* **EXERCISE BRIEF**
Print all the records exactly, please.

* **DATA FOR THE TASK**
════
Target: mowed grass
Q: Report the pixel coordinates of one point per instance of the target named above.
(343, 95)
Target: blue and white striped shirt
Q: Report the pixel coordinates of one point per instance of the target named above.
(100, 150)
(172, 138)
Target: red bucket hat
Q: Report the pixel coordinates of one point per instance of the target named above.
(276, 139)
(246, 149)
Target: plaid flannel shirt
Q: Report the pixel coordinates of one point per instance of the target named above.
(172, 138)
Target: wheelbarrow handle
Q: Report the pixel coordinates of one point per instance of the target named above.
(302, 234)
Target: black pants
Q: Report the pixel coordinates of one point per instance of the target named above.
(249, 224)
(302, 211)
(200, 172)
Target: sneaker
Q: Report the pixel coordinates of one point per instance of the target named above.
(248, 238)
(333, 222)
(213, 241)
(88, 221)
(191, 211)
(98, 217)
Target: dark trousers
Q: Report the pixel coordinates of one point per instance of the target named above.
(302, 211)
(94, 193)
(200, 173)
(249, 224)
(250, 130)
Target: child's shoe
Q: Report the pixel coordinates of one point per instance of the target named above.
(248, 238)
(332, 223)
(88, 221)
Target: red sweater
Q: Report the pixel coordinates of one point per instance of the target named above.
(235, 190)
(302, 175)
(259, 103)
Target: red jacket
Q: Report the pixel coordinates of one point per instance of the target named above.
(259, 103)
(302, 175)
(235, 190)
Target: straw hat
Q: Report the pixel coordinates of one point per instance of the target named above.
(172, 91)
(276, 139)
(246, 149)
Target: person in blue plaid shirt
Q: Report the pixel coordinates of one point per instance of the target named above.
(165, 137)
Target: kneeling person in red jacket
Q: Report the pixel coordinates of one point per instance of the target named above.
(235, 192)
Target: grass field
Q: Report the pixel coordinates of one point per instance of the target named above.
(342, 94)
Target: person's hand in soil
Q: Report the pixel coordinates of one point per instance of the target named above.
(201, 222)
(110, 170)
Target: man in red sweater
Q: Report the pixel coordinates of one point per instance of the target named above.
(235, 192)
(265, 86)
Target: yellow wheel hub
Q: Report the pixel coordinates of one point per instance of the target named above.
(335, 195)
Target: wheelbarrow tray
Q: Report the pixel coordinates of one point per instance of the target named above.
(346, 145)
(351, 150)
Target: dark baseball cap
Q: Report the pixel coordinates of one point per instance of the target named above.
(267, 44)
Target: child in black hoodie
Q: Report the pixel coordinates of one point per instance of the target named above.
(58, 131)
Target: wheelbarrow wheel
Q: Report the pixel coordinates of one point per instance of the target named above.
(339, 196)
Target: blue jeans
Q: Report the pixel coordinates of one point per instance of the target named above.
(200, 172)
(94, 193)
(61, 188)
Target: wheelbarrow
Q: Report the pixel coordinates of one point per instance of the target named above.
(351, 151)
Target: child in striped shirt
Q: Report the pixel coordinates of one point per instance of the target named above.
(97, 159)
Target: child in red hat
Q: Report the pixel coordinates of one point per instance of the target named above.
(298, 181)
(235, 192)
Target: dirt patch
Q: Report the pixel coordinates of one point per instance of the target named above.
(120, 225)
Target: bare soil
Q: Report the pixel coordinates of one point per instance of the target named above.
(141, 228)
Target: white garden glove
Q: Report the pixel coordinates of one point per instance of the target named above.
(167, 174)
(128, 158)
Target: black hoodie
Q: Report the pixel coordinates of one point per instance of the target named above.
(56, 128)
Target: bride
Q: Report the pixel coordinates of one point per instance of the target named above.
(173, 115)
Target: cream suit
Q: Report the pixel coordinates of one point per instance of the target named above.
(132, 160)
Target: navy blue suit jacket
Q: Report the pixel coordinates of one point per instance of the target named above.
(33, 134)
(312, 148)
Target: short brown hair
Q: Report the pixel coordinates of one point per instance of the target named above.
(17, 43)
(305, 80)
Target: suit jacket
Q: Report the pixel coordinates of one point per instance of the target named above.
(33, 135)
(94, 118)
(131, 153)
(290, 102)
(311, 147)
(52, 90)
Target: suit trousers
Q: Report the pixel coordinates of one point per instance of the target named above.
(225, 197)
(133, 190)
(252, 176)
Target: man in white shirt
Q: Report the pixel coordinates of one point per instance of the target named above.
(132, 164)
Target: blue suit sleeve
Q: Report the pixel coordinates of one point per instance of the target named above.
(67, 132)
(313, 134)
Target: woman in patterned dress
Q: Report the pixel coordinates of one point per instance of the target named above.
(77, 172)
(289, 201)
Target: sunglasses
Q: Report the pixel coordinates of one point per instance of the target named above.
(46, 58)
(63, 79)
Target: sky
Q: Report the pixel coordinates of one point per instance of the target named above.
════
* **SOLUTION BELOW**
Target: mowed grass
Q: Report the pixel coordinates of one point per instance of the target named above.
(343, 95)
Target: blue and white striped shirt
Q: Report the pixel coordinates of one point per instance of the target named above.
(100, 150)
(172, 138)
Target: red bucket hat
Q: Report the pixel coordinates of one point per instance of the target named above.
(276, 139)
(246, 149)
Target: plaid flannel shirt
Q: Report the pixel coordinates of one point per instance of the target named above.
(172, 138)
Target: wheelbarrow handle
Q: Report the pixel coordinates of one point per instance of the target named above.
(302, 234)
Target: black pants
Q: Report the pixel coordinates of one point per instance of the target named above.
(249, 224)
(302, 211)
(200, 172)
Target: sneaker
Q: Report the pixel coordinates of one point per instance of the target named above.
(248, 238)
(333, 222)
(213, 241)
(88, 221)
(191, 211)
(98, 217)
Target: dark trousers
Q: Report the pixel coordinates of one point per instance of the target named above.
(302, 211)
(94, 193)
(200, 173)
(249, 224)
(250, 130)
Target: child's shoe
Q: Report the pixel coordinates of one point per instance of the target named above.
(248, 238)
(332, 223)
(88, 221)
Target: red sweater
Q: Report the pixel coordinates of one point per instance of the target named above.
(235, 190)
(302, 175)
(259, 103)
Target: red jacket
Q: Report the pixel coordinates of one point per instance of the target named above.
(259, 103)
(302, 175)
(235, 190)
Target: straw hat
Q: Report the pixel coordinates of one point per instance of the target named above.
(172, 91)
(276, 139)
(246, 149)
Target: person in blue plaid shirt
Q: Report the pixel coordinates of one point per instance of the target named above.
(165, 137)
Target: kneeling person in red jacket
Q: Report the pixel coordinates of one point per instance of the target named above.
(235, 192)
Target: grass field
Q: Report the pixel coordinates of one point per instance of the target named above.
(342, 94)
Target: person's hand in soil
Q: Report the pixel coordinates of one point per instance of the target named above.
(201, 222)
(110, 170)
Target: man in red sweater
Q: Report the pixel coordinates of one point per instance of the target named above.
(235, 192)
(265, 86)
Target: yellow wheel hub
Q: Report the pixel coordinates of one point per instance of the target named above.
(335, 195)
Target: wheelbarrow tray
Q: Report the pixel coordinates of one point per instance of the target named above.
(346, 145)
(351, 150)
Target: dark baseball cap
Q: Report the pixel coordinates of one point per instance of the target named above.
(267, 44)
Target: child in black hoodie
Q: Report the pixel coordinates of one point per instance of the target named above.
(58, 131)
Target: wheelbarrow wheel
Q: Report the pixel coordinates of one point per instance of the target named above.
(339, 196)
Target: blue jeans
Q: Report the pixel coordinates of one point per instance of the target named above.
(200, 172)
(94, 193)
(61, 188)
Target: wheelbarrow
Q: Report the pixel coordinates of one point per instance of the target named above.
(351, 151)
Target: child in striped shirt
Q: Report the pixel coordinates of one point per instance of the target named above.
(97, 159)
Target: child in red hat
Q: Report the pixel coordinates of one point per instance of the target named above.
(298, 181)
(235, 192)
Target: dirt patch
Q: Report the pixel coordinates of one point per instance of the target named above.
(120, 225)
Target: bare soil
Q: Report the pixel coordinates of one point per instance of the target named above.
(141, 228)
Target: white garden glove
Q: Report the pixel coordinates of one point per instance of the target named above.
(167, 174)
(128, 158)
Target: black hoodie
Q: Report the pixel coordinates of one point per instance of the target named above.
(56, 128)
Target: bride
Q: Report the pixel coordinates of one point per instance of the target named above.
(173, 115)
Target: cream suit
Q: Report the pixel coordinates of one point per instance of the target named above.
(132, 160)
Target: navy blue suit jacket
Q: Report the pixel coordinates of one point per instance of the target named above.
(33, 134)
(312, 148)
Target: short brown hair
Q: Report the pixel coordinates of one point per instance of the target named above.
(17, 43)
(305, 80)
Target: suit jacket
Q: Report the pixel coordinates of one point per instance of the target named above.
(33, 135)
(94, 118)
(131, 153)
(290, 102)
(311, 147)
(52, 90)
Target: suit trousers
Q: Report the pixel coordinates of one point per instance of the target named above.
(225, 197)
(133, 190)
(252, 176)
Target: man in white shirt
Q: Report the pixel coordinates of one point per instance of the target named above.
(132, 164)
Target: blue suit sleeve
Q: Report the pixel coordinates of one point per instance of the target named above.
(67, 132)
(313, 134)
Target: woman in patterned dress
Q: Report the pixel coordinates of one point per instance of the target named above.
(77, 172)
(289, 201)
Target: sunglasses
Q: Report the pixel coordinates of one point per instance of the target named above.
(46, 58)
(63, 79)
Target: sky
Q: Report the pixel coordinates of one point per instance of the target named above.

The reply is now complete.